DIRECTIVE => Please write out the complete listing that follows, exactly as it reads.
:::
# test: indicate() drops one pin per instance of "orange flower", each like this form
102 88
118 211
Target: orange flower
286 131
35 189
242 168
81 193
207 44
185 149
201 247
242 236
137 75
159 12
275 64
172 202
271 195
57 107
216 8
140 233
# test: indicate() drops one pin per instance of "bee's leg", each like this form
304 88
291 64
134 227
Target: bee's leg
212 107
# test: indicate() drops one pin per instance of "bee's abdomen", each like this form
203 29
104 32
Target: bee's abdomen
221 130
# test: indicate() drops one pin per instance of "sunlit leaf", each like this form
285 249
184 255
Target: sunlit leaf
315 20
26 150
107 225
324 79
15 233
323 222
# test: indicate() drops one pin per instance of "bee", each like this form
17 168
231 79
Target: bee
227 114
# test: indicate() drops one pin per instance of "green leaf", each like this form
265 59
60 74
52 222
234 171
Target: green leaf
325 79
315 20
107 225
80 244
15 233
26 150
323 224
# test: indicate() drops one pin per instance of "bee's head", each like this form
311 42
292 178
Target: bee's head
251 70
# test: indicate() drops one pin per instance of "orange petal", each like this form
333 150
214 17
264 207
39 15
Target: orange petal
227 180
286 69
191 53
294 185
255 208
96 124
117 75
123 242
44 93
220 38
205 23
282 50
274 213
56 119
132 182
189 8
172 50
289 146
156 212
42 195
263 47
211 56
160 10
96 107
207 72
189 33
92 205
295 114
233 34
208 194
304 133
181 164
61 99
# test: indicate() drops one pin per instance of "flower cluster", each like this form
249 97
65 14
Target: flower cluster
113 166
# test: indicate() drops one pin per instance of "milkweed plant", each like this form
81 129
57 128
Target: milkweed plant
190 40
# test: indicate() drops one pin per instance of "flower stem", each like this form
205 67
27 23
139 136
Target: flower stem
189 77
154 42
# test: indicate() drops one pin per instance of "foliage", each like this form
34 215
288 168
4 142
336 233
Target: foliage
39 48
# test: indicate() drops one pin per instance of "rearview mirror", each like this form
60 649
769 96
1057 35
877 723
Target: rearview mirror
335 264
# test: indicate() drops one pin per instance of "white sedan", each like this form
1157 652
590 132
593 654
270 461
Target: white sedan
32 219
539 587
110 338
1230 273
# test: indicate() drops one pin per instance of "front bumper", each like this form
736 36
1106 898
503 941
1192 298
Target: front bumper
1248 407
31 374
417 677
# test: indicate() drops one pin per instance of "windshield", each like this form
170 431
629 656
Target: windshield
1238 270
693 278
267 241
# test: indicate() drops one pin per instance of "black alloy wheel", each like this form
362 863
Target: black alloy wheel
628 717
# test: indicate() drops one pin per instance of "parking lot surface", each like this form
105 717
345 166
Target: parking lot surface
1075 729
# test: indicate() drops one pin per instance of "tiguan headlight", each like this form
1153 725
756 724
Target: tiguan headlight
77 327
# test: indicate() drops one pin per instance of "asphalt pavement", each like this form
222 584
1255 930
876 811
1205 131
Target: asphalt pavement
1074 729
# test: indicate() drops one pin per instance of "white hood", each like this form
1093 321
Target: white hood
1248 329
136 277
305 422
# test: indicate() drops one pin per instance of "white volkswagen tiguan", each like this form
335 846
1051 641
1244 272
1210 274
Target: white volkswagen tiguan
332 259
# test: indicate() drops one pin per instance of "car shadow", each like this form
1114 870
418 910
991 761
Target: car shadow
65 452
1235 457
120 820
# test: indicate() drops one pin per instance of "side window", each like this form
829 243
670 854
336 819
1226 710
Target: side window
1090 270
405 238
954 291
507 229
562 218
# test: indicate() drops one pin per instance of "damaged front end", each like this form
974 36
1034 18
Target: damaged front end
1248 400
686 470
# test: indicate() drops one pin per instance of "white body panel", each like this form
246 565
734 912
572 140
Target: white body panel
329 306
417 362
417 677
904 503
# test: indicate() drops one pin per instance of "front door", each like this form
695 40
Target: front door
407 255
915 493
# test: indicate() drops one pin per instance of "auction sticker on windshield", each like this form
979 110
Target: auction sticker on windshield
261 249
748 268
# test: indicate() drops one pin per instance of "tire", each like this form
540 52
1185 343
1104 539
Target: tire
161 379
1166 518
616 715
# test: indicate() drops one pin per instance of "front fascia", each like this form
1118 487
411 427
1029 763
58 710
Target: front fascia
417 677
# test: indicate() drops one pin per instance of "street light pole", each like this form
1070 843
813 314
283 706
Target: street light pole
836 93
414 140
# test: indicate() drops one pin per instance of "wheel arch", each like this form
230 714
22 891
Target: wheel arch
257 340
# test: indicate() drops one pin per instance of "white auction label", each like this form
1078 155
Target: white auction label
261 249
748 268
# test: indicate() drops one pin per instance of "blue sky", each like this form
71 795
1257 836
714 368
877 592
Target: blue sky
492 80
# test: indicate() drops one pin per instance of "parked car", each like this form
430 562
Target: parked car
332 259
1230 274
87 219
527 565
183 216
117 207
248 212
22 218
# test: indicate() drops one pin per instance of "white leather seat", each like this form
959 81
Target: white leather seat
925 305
:::
EXERCISE OUTPUT =>
# test: indicate() drops one pin per instance of "orange flower", each like this form
102 88
118 211
Target: orange flower
286 131
35 189
242 168
81 193
207 44
185 149
201 247
242 236
137 75
159 12
275 64
172 202
271 195
57 107
216 8
140 233
# test: indicate() drops one pin per instance of "bee's leg", each like this form
304 88
291 64
134 227
Target: bee's leg
212 107
# test: indicate() drops one pin per instance of "bee's abdomen", each like this form
203 29
104 32
Target: bee's abdomen
221 130
# test: indicate() drops one pin per instance of "sunlit leaf", each like this form
285 249
184 255
Target: sunlit leaf
315 20
26 150
107 225
324 79
15 233
323 222
# test: indicate() drops one pin per instance of "bee", each like this form
17 168
231 79
Target: bee
227 114
# test: indicate() drops one pin per instance of "green leaf", each like this form
265 59
60 74
52 222
234 171
Target: green leaf
325 79
315 20
107 225
80 244
15 233
26 150
323 224
# test: indicate() drops one pin per instance of "bee's head", each like this form
311 42
292 178
Target: bee's head
251 70
# test: indicate() drops one pin per instance of "orange petal", each like this form
333 150
214 17
264 207
39 15
Target: orange petal
227 180
286 69
191 53
294 185
255 208
96 124
117 75
123 242
44 93
220 38
205 23
282 50
274 213
56 119
132 182
189 8
172 50
289 146
156 212
42 195
263 47
211 56
160 10
96 107
207 72
189 33
92 205
295 114
233 34
208 194
304 133
181 164
61 99
# test: indicate() drops one pin per instance of "flower cluster", each like this form
249 97
65 14
Target: flower cluster
113 166
# test: indicate() drops one pin per instance of "milkweed plant", each like this form
81 129
57 128
Target: milkweed plant
190 40
# test: indicate() drops one pin per instance of "flower stem", each like this form
205 67
27 23
139 136
Target: flower stem
189 77
154 42
# test: indicate() drops one pin per instance of "foliage", each like this form
34 215
288 168
4 142
336 233
Target: foliage
39 48
# test: indicate() drops one pin per instance of "rearview mirror", each like this form
60 649
769 96
1057 35
877 723
Target: rearview mirror
335 264
# test: indicate() drops one pin per instance of "white sedan", each like this form
1157 652
590 132
593 654
270 461
Target: white sedan
32 219
539 587
110 338
1230 273
# test: indicate() drops one pin per instance of "front bumper", each like this form
736 36
1106 898
503 941
1192 298
Target: front bumper
1248 407
31 374
417 677
# test: indicate() drops one pin per instance of "windshield", each like this form
170 431
629 656
Target: windshield
1238 270
693 278
267 241
# test: indicate() drops one pin per instance of "black alloy wheel", each like this form
362 863
Target: black alloy wheel
628 717
# test: indicate() drops one pin per instance of "parking lot surface", each like this form
105 717
345 166
Target: parking lot surface
1075 729
# test: indicate() drops one pin per instance of "tiguan headlight", each like this form
1153 725
756 724
Target: tiguan headlight
77 327
# test: indicate() drops one pin per instance of "asphalt pavement", each like this form
222 584
1255 930
876 811
1205 131
Target: asphalt pavement
1074 729
# test: indicate() drops one pin per instance of "white hood", each like this form
1093 321
Target: white hood
1248 329
136 277
305 422
# test: indicate() drops one pin per instance of "white volkswagen tiguan", each like this form
335 846
1051 641
1244 272
1210 274
Target: white volkswagen tiguan
332 259
# test: indicate() drops one pin per instance of "car shadow", each like this form
1114 870
418 910
991 761
Target: car shadow
65 452
1235 457
120 820
# test: indicate() drops one pin per instance of "side window", each like this form
829 243
670 854
336 819
1226 710
Target: side window
1090 270
405 238
954 291
507 229
562 218
# test: indicate() drops one pin per instance of "damaged front end", each like this form
974 36
1034 18
Target: damaged front end
1248 400
686 470
# test: indicate() drops one pin per instance of "white body panel", each like this form
246 565
734 912
572 140
Target: white body panel
329 306
417 362
417 677
904 503
# test: indicate() drops one pin per instance of "front door", each like this form
695 40
Target: front door
407 255
915 493
# test: indicate() drops one pin per instance of "auction sticker on windshield", each like this form
979 110
Target: auction sticker on windshield
261 249
748 268
# test: indicate() drops one pin per instance of "tire", each like this form
540 52
1185 343
1104 539
Target: tire
161 379
1166 518
616 715
# test: indicate() drops one pin per instance of "front fascia", each like this form
1118 487
411 427
1029 763
58 710
Target: front fascia
417 677
# test: indicate() drops one pin per instance of "street light pole", each like this form
1070 843
813 314
283 706
Target: street light pole
836 93
414 140
# test: indicate() drops one pin per instance of "wheel arch", each like this form
230 714
22 891
Target: wheel arch
257 340
# test: indicate() drops one pin per instance of "white auction label", each like this form
1078 155
Target: white auction label
261 249
748 268
# test: indicate() drops one pin per instance of "blue sky", each like this form
71 795
1257 836
714 368
877 592
Target: blue sky
492 80
# test: indicate() drops one pin per instance of "parked car", each like this form
430 562
Target: parked car
332 259
1230 274
87 219
527 565
183 216
117 207
248 212
22 218
# test: indicate() drops one pin per instance of "white leather seat", each like this form
959 81
Target: white leather seat
925 305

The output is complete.